*** Opening Passage ***
The magnolia on my arm comes from a place of nostalgia. It reminds me of my childhood on Buford Highway, and connects me to that time when I was able to climb the trees, and pick the buds, and smell the aroma of the flowers, without having to think about my legal status. It represents a young, wild and carefree Lidia before the pressure of having to know about being an immigrant, and what it really stands for – what being undocumented meant at the time. It takes me back to that happy time. And it reminds me of change – everyone blooms into their own person. Everyone grows, and the magnolia helps me feel less alone in that.
This is going to sound really cheesy, but it’s definitely when I started coming to college here that my identity became a source of pride. I know about the policies, and why I can’t attend college like a regular student. I’m not allowed to go to public institutions, and if I do, I have to pay out of state tuition—and that’s a lot on me and my family. It wasn’t until I got into Oglethorpe that I met people that honestly did not care about any of that. And there are a few of them who have the same scar. It’s become a little ongoing joke that my friends and I have the same mark, but I love it so much. And I’m finally able to do all the things I dreamed of that I didn’t get to do in high school. So now, yeah, I walk around with my little scar all out. I haven’t thought about covering it up in forever and a half. Which is a relief.
*** Closing Passage ***
*** Opening Recorded data ***
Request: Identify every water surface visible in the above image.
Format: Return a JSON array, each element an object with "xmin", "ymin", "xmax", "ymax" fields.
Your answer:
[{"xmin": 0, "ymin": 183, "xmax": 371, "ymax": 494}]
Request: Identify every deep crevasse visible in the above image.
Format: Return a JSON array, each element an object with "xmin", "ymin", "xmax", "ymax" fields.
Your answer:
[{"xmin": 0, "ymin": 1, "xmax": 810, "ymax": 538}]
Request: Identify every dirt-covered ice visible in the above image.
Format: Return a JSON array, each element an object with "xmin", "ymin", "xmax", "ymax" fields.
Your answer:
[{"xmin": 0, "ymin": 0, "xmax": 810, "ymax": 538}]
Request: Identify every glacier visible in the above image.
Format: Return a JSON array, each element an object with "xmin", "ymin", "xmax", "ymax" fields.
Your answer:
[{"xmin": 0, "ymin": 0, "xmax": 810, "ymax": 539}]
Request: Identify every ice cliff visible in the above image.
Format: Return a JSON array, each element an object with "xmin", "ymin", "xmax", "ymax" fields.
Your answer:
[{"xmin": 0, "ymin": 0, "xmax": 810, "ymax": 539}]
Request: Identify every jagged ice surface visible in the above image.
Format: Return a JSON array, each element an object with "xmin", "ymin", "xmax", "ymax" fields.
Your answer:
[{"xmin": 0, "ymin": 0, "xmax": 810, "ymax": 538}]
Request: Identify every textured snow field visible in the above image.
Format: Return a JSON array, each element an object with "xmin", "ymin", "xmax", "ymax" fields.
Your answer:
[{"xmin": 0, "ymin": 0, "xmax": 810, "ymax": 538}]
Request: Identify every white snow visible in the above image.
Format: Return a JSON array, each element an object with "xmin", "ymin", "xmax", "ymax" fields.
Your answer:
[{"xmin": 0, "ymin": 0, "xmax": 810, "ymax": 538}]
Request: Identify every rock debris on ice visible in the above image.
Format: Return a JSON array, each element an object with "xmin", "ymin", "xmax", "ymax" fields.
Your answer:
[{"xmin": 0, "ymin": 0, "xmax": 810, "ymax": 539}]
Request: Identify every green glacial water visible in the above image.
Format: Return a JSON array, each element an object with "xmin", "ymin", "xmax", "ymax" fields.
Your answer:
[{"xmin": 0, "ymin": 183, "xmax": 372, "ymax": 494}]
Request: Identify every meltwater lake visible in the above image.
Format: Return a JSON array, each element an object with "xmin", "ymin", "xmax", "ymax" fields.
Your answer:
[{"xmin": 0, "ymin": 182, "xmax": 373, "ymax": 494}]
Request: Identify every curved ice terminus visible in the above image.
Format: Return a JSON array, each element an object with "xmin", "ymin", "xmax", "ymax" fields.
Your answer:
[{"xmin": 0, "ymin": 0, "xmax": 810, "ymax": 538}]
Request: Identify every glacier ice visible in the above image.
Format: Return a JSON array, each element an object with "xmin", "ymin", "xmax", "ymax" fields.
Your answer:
*** Closing Recorded data ***
:: Task instructions ::
A. Condense the paragraph of the passage that begins "This is going to sound really cheesy" into a bulleted list that keeps its main facts.
B. Name every activity that, according to the passage, Lidia could do with the magnolia trees in her childhood.
C. According to the passage, where did Lidia spend her childhood?

:: Exercise solutions ::
A.
- Lidia's identity became a source of pride once she started college.
- Because of the policies, she cannot attend college as a regular student. She is not allowed to go to public institutions, and if she does, she must pay out-of-state tuition, which is a heavy burden on her and her family.
- At Oglethorpe she met people who did not care about any of that, and a few of them have the same scar. She and her friends have a running joke about sharing the mark.
- She can now do the things she dreamed of but could not do in high school.
- She shows her scar openly and has not thought about covering it up in a long time, which is a relief.

B.
- Climb the trees
- Pick the buds
- Smell the aroma of the flowers

C. On Buford Highway.